[start of RECORDS SHOWN]

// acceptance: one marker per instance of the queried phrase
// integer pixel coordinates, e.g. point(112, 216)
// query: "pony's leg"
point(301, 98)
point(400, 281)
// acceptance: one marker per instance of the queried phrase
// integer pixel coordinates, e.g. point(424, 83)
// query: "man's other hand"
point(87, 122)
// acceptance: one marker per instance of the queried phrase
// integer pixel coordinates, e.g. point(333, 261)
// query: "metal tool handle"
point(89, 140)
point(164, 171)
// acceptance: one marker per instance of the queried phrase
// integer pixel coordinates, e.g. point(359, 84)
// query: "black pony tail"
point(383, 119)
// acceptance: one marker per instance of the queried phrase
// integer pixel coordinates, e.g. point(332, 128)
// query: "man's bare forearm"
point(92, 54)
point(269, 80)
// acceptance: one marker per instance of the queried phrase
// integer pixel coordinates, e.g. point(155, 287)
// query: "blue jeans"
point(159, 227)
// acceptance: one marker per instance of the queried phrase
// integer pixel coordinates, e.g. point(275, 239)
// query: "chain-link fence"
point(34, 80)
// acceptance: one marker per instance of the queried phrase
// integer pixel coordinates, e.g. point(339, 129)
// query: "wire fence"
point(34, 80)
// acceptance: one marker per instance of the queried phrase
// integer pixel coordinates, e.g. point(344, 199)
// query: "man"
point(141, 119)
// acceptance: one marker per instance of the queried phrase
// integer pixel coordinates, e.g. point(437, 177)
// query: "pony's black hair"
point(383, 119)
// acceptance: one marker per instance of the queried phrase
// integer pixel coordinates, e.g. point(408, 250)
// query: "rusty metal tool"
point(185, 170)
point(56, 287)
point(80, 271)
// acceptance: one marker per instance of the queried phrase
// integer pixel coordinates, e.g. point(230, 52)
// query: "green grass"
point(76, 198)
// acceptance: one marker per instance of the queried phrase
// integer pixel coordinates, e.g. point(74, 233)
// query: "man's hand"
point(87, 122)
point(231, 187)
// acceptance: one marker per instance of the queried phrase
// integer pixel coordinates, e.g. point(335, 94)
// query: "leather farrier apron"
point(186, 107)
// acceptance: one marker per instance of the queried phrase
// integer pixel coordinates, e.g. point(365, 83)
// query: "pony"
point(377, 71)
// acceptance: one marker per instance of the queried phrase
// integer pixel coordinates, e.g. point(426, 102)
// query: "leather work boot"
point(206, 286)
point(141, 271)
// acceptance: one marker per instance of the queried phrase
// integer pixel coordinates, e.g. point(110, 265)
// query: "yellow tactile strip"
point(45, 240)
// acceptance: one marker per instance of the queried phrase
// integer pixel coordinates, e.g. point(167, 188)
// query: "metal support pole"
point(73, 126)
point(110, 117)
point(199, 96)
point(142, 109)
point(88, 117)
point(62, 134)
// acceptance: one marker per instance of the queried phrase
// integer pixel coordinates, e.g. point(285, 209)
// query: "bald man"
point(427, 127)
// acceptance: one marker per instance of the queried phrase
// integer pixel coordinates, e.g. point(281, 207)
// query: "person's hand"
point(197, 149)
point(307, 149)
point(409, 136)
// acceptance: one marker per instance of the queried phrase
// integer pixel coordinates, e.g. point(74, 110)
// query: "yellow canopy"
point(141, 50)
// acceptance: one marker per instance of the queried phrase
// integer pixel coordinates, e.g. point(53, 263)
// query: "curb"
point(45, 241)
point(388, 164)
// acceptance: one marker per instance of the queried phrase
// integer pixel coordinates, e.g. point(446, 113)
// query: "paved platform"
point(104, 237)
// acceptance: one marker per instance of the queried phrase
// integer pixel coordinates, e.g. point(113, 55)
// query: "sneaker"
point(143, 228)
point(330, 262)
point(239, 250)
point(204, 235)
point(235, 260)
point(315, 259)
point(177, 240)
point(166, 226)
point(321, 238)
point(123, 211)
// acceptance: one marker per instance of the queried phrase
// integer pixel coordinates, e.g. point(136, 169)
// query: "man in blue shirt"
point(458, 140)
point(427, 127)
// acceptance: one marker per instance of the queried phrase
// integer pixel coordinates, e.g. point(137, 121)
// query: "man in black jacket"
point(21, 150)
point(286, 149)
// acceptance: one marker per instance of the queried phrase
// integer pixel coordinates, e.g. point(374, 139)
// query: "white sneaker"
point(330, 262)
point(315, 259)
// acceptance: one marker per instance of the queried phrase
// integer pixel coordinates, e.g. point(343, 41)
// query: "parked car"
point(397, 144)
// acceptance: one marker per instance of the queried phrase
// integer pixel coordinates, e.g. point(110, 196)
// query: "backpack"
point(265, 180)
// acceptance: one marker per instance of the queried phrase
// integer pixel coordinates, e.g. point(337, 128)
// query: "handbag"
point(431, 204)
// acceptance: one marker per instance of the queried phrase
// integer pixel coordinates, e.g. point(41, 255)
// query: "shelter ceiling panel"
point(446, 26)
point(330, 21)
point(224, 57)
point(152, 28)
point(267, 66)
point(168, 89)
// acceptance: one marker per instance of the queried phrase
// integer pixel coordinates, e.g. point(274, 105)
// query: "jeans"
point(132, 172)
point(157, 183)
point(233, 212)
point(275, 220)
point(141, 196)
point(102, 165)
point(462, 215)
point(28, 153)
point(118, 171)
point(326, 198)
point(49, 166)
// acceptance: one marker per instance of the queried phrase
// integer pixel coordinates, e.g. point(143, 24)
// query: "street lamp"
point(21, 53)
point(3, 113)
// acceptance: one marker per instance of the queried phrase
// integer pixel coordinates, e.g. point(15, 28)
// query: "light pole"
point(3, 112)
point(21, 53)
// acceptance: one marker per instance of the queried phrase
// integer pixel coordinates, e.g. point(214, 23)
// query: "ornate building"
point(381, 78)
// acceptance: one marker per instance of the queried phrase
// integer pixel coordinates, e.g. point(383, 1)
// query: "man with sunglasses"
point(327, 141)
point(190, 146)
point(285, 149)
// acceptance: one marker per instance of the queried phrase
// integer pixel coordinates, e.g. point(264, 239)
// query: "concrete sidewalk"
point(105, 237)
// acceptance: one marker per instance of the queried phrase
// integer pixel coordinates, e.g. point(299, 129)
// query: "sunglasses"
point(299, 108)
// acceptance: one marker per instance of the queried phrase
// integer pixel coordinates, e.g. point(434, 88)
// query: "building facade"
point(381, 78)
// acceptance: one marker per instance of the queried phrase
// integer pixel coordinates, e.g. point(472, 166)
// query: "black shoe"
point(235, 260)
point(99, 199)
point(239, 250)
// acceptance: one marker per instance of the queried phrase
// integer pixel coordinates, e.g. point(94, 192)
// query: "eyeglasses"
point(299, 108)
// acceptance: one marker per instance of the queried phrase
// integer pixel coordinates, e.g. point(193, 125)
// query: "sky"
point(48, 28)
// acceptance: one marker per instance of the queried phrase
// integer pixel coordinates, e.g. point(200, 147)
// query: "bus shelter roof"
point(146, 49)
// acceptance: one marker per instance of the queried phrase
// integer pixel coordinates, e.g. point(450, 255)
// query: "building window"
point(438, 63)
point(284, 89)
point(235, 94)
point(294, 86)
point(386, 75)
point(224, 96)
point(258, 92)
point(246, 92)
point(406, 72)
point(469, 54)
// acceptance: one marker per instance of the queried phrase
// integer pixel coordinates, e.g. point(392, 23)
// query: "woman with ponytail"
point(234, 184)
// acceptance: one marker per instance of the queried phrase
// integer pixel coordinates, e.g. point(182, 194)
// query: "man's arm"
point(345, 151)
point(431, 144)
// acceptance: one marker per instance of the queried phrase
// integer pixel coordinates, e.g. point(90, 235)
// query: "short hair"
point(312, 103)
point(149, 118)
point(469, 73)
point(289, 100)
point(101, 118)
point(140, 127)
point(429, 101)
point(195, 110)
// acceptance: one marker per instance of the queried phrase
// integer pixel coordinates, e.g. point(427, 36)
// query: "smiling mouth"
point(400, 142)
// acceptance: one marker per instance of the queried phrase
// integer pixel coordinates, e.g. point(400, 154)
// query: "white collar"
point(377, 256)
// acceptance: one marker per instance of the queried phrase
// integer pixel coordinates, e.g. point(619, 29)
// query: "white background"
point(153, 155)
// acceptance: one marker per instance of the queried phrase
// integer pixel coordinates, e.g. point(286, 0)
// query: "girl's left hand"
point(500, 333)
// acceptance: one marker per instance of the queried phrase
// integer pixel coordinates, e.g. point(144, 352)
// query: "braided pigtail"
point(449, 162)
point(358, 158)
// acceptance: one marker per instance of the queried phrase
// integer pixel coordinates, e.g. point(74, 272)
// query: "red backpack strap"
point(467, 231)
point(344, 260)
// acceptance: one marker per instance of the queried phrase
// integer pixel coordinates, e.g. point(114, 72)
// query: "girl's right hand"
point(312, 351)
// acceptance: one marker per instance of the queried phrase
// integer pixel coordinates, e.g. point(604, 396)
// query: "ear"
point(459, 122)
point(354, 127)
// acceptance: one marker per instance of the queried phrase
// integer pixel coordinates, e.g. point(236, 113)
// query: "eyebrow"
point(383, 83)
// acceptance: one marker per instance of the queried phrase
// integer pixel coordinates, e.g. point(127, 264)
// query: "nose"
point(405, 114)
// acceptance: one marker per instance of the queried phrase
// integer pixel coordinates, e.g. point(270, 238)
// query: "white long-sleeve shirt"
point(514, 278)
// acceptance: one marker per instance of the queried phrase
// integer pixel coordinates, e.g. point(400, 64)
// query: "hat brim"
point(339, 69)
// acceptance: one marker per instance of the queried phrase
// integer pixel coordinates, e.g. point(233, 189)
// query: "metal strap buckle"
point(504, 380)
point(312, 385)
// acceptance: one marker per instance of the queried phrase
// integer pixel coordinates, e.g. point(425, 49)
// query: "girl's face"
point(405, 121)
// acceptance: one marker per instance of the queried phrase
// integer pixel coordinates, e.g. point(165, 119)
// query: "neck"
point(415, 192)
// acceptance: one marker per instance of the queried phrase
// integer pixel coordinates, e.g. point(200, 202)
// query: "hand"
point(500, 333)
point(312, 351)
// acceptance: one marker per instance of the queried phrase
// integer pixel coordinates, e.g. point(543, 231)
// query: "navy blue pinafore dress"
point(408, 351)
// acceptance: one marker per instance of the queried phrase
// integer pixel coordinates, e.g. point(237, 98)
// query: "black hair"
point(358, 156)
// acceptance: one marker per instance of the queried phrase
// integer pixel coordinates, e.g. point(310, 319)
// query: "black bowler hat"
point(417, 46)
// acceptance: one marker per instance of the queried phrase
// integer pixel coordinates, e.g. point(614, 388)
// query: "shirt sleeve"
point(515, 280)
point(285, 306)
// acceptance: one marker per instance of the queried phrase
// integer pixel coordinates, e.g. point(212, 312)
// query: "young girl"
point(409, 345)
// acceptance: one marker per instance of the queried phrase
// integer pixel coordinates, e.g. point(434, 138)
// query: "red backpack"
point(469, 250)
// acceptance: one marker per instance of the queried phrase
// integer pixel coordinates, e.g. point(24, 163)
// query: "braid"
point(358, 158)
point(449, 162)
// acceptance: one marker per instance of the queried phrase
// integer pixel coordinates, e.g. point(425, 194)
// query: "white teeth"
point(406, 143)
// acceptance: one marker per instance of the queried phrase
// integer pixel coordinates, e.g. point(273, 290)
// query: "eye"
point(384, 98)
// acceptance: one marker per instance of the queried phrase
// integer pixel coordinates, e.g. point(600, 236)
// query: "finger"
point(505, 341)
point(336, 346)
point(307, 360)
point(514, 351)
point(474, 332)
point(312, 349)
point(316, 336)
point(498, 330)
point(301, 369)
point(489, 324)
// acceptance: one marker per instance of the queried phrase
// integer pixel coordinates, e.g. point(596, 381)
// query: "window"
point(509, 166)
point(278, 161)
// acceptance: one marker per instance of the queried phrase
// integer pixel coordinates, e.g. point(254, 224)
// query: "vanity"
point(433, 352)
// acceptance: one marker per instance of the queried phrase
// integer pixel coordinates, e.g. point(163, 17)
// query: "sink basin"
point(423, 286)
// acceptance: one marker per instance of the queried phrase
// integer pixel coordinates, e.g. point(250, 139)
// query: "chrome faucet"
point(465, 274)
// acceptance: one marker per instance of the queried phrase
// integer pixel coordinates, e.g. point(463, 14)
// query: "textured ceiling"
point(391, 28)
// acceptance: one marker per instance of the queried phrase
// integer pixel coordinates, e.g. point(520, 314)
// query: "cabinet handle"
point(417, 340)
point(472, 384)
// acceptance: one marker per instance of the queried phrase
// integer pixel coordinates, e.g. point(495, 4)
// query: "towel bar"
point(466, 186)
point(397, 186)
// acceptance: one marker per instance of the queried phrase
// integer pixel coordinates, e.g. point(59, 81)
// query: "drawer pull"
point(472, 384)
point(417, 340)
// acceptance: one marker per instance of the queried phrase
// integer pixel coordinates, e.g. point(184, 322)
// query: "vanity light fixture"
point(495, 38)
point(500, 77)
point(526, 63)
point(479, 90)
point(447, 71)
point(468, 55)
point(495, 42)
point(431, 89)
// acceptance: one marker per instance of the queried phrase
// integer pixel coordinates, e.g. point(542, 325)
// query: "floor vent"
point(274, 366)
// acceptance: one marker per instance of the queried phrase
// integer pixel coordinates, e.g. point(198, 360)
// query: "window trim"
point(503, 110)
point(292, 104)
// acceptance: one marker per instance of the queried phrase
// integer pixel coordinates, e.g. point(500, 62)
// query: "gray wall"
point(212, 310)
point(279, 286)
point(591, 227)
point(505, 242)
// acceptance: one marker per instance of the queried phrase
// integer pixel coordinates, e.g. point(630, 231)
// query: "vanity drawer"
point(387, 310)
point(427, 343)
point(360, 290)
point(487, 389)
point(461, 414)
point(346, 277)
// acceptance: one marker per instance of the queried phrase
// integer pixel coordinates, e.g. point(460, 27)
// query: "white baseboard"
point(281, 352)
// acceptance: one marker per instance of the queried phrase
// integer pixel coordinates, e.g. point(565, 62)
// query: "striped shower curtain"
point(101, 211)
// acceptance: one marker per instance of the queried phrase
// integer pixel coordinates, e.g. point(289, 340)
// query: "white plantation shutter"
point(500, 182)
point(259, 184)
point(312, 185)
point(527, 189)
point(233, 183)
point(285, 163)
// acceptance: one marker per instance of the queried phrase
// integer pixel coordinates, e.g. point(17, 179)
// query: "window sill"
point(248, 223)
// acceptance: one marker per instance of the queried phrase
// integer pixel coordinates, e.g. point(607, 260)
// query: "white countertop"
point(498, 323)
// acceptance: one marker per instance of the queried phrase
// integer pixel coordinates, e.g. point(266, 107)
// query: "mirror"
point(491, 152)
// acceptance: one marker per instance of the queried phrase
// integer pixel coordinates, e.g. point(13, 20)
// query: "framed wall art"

[end of RECORDS SHOWN]

From the listing above, keep only the lines that contain the string "tool", and copy each one. The match is case-sensitive.

// query: "metal tool handle"
// query: "rusty metal tool"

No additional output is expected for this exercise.